--- Material provided ---

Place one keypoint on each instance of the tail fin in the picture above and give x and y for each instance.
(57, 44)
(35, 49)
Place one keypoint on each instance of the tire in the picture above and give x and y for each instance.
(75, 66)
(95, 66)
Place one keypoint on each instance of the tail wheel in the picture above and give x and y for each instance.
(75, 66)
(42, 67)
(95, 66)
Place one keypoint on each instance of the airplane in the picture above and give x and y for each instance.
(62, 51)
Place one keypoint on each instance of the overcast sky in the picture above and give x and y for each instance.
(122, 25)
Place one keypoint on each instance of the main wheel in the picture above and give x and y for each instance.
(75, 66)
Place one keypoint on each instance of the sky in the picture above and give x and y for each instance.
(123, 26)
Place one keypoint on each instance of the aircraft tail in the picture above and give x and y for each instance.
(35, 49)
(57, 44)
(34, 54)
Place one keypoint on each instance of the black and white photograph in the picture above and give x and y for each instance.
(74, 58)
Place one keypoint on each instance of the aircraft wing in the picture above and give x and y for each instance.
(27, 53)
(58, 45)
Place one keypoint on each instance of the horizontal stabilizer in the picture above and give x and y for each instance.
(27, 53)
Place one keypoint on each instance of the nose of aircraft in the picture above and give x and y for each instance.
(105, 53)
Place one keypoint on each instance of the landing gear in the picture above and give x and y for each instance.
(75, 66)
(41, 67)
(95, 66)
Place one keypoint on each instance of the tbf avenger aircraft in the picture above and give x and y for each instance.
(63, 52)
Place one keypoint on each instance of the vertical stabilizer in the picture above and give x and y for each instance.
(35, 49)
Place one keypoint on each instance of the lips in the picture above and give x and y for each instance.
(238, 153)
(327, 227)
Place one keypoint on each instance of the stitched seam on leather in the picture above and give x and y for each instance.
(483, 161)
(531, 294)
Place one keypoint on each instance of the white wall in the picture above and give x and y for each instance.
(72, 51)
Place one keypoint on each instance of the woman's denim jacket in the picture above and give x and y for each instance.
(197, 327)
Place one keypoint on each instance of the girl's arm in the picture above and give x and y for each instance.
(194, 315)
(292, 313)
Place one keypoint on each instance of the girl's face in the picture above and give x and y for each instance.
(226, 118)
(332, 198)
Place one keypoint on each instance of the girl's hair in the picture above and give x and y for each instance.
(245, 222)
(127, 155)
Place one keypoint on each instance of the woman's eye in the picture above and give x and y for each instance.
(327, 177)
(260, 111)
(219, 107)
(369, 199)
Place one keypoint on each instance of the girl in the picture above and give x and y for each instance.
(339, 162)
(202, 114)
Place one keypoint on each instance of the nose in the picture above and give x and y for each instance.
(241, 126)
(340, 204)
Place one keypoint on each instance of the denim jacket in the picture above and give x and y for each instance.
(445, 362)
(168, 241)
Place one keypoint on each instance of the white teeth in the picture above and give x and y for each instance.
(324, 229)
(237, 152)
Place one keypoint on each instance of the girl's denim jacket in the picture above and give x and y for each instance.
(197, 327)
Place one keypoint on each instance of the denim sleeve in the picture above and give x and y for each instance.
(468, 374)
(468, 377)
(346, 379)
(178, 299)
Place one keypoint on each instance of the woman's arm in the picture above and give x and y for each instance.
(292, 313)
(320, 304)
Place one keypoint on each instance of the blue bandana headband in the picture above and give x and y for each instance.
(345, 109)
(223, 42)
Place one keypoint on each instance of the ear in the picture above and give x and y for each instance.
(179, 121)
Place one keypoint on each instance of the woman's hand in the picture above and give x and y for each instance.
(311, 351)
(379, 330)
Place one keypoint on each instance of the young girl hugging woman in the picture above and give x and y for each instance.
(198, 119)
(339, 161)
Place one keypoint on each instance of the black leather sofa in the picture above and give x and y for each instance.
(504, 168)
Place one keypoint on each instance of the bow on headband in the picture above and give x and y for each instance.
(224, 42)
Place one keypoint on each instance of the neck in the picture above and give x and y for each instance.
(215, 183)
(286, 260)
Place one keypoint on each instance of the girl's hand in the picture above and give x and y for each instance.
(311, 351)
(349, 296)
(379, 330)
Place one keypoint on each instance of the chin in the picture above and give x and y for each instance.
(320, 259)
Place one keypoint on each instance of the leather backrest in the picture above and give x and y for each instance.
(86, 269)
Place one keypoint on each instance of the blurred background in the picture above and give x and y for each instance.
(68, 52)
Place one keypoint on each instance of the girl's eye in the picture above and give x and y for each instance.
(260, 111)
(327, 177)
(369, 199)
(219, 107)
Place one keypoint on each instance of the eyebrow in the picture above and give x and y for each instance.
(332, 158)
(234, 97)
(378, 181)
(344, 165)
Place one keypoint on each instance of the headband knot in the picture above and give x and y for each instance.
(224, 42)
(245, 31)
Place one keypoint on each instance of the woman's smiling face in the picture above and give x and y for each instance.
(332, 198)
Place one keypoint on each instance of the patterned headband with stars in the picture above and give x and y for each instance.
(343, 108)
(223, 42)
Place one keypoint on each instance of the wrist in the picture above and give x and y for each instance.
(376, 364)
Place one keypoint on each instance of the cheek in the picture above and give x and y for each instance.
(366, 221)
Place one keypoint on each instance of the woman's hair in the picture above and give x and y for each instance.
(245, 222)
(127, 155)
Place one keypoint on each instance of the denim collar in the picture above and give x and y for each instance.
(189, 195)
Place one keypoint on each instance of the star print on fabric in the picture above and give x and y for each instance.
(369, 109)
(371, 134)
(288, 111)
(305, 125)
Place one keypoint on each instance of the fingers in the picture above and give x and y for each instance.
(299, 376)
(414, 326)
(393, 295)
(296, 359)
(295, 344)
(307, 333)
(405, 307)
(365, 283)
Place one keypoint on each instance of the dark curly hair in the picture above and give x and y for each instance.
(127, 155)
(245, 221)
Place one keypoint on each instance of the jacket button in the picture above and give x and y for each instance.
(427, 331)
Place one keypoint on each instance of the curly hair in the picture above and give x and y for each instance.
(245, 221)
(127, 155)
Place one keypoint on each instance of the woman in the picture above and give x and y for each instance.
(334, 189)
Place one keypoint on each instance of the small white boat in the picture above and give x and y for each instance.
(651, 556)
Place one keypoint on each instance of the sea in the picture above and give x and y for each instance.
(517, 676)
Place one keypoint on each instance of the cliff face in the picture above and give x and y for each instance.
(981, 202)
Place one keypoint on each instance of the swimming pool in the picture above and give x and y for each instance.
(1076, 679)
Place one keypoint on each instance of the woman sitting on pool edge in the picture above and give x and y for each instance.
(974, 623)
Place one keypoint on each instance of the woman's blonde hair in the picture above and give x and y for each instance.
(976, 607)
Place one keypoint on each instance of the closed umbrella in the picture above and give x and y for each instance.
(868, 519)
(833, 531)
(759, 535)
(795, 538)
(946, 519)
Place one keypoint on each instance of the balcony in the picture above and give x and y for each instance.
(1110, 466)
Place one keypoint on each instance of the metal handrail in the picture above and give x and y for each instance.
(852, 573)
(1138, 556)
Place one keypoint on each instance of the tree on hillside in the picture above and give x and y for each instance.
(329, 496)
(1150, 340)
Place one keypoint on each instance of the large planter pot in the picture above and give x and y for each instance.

---

» Written request: Write out the whole listing again. Match it word for word.

» Written response:
Place one keypoint on each instance of the tail fin in the picture above and give x and y for each instance.
(57, 44)
(35, 49)
Place one keypoint on each instance of the tire in the picture above and give x and y for each instance.
(75, 66)
(95, 66)
Place one keypoint on each instance of the tail wheel in the picture above and give x and y for each instance.
(75, 66)
(42, 67)
(95, 66)
Place one keypoint on each instance of the airplane in the picture above and give x and y for each instance.
(62, 51)
Place one keypoint on each instance of the overcast sky in the picture above and give x and y for each instance.
(122, 25)
Place one keypoint on each instance of the main wheel in the picture above and give x and y for each instance.
(75, 66)
Place one keypoint on each instance of the sky in the picture above and give x and y for each instance.
(123, 26)
Place one keypoint on each instance of the aircraft tail in the picture above and give x and y for each instance.
(35, 49)
(57, 44)
(34, 54)
Place one keypoint on each instance of the black and white photograph in the picture above and give x and y for each instance.
(74, 58)
Place one keypoint on each instance of the aircraft wing in the picture above and give x and y for each instance.
(27, 53)
(58, 45)
Place one keypoint on each instance of the horizontal stabilizer in the picture above and give x and y for each instance.
(27, 53)
Place one keypoint on each instance of the nose of aircraft in the picture above and give x and y for each instance.
(105, 53)
Place one keypoint on each instance of the landing gear in the picture above and give x and y for each instance.
(75, 66)
(41, 67)
(95, 66)
Place one keypoint on each instance of the tbf avenger aircraft in the picture above and give x and y for each instance.
(63, 52)
Place one keypoint on each instance of the vertical stabilizer in the picture above and give x and y for each instance.
(35, 49)
Place one keypoint on each instance of the lips in the picture above and give x and y for each instance.
(238, 153)
(327, 227)
Place one keypoint on each instance of the stitched seam on leather in the picture above and give x and y for each instance.
(483, 161)
(531, 294)
Place one keypoint on each instance of the white wall in the picture above and give x and y for each instance.
(72, 51)
Place one keypoint on each instance of the woman's denim jacket in the picture above and give x and y for each instance.
(197, 327)
Place one keypoint on each instance of the girl's arm in the picture above and give x and y for each instance.
(194, 315)
(292, 313)
Place one keypoint on each instance of the girl's face in the picture above and give x and y for each instance.
(226, 118)
(332, 198)
Place one keypoint on each instance of the girl's hair in the picture above and give x and y for each instance.
(245, 222)
(127, 155)
Place one keypoint on each instance of the woman's eye in the picture above and give x and y for each instance.
(327, 177)
(260, 111)
(219, 107)
(369, 199)
Place one keypoint on each instance of the girl in the picture above and give x and y for each instance.
(339, 162)
(202, 114)
Place one keypoint on each instance of the nose in the picture above and give x and y for each instance.
(241, 126)
(340, 204)
Place one keypoint on each instance of the denim jacket in the picture above and give x and y for each instance.
(445, 362)
(168, 241)
Place one keypoint on each instance of the white teeth in the picture above and give x and y for each instance.
(324, 229)
(237, 152)
Place one keypoint on each instance of the girl's denim jacket in the picture above and give x and y for each instance.
(197, 327)
Place one keypoint on each instance of the denim sleeve in the picture above and give x and y for each instance.
(468, 374)
(468, 377)
(346, 379)
(178, 299)
Place one keypoint on each instance of the woman's arm in the picture above and give x and y for each instance.
(292, 313)
(320, 304)
Place one keypoint on each instance of the blue bandana headband in the picture above and give x and y for each instance.
(345, 109)
(223, 42)
Place one keypoint on each instance of the ear in the picture above and give x and y for each instance.
(179, 121)
Place one keypoint on each instance of the woman's hand in the picture above and give x and y for each instance.
(311, 351)
(379, 330)
Place one keypoint on each instance of the young girl hugging woman in the picture above and give x and y for each instance.
(198, 119)
(339, 161)
Place one keypoint on each instance of the black leather sofa in the picture above and give x and y for each instance.
(504, 168)
Place one keypoint on each instance of the bow on headband in the picture above and give x and y for each instance.
(224, 42)
Place one keypoint on each instance of the neck in the picture above and give x and y for each instance.
(215, 183)
(286, 260)
Place one keypoint on each instance of the girl's hand in the picture above and give x and y for each instance.
(311, 351)
(349, 296)
(379, 330)
Place one keypoint on each instance of the chin in the picture above and give x and y for each instance.
(320, 259)
Place one keypoint on each instance of the leather backrest in the picture above and give x and y for each instance.
(86, 269)
Place one keypoint on each instance of the blurred background in the picture above and give x and y for each instance.
(68, 52)
Place one keypoint on each instance of the girl's eye in the picture above and give x and y for each instance.
(260, 111)
(327, 177)
(369, 199)
(219, 107)
Place one keypoint on each instance of the eyebrow in the picture above and give x and y for each instance.
(332, 158)
(234, 97)
(378, 181)
(344, 165)
Place one keypoint on each instance of the headband knot in the picture above and give x and y for each instance.
(224, 42)
(245, 31)
Place one keypoint on each instance of the woman's smiling face in the picture above and give x and y for each instance.
(332, 198)
Place one keypoint on each instance of the patterned headband with stars in the picture above and give x and y for each instance.
(343, 108)
(223, 42)
Place one keypoint on each instance of the wrist in the picture above and give x and y for each instance.
(376, 364)
Place one keypoint on each instance of the cheek in the picture above and give x and y for each instance.
(366, 221)
Place one keypoint on each instance of the woman's hair in the picture above and give x and y for each instance.
(245, 222)
(127, 155)
Place one keypoint on each instance of the denim collar in the picture above and give x and y for each instance.
(189, 195)
Place one keypoint on each instance of the star print on fabric in the picture above and give x and y for each instance.
(369, 109)
(371, 134)
(288, 111)
(305, 125)
Place one keypoint on each instance of the fingers in the picture above and give x and y for each instance.
(299, 376)
(414, 326)
(393, 295)
(296, 359)
(295, 344)
(307, 333)
(405, 307)
(365, 283)
Place one keypoint on each instance of the dark curly hair in the picture above and give x and y for each instance.
(127, 155)
(245, 221)
Place one keypoint on each instance of the jacket button in the picture above and give x and y for each instance.
(427, 331)
Place one keypoint on each instance of the curly hair in the picture above and give x and y for each instance.
(245, 221)
(127, 155)
Place one keypoint on each instance of the woman in the picture above and give x and y for each instance.
(334, 189)
Place one keypoint on each instance of the small white boat in the picture above and give x and y for each instance.
(651, 556)
Place one keypoint on each instance of the sea in the picture above and give x and y for each instance.
(517, 676)
Place one keypoint on each instance of the cliff face in the picture above and give x and y for each instance.
(981, 202)
Place one keypoint on each instance of the swimming pool in the picture above and give x and y for each instance.
(1076, 679)
Place one keypoint on each instance of the woman sitting on pool edge in the picture above and give x and y for each instance.
(974, 623)
Place one keypoint on each instance of the woman's blonde hair in the picture above and give x and y for each instance.
(976, 607)
Place one keypoint on each instance of the closed umbrella in the picture above and give x and y for each instance.
(868, 519)
(833, 531)
(759, 535)
(795, 538)
(946, 519)
Place one keypoint on each instance of the balcony in the picture above and give x and y for each instance.
(1110, 466)
Place one keypoint on each instance of the metal handrail in the picture above and give x and y for each instance.
(852, 573)
(1138, 556)
Place one keypoint on each instance of the tree on hillside in the picture above and give x and y for each instance.
(329, 496)
(1150, 340)
Place one keypoint on each instance of the large planter pot in the picture above and give x and y for each instance.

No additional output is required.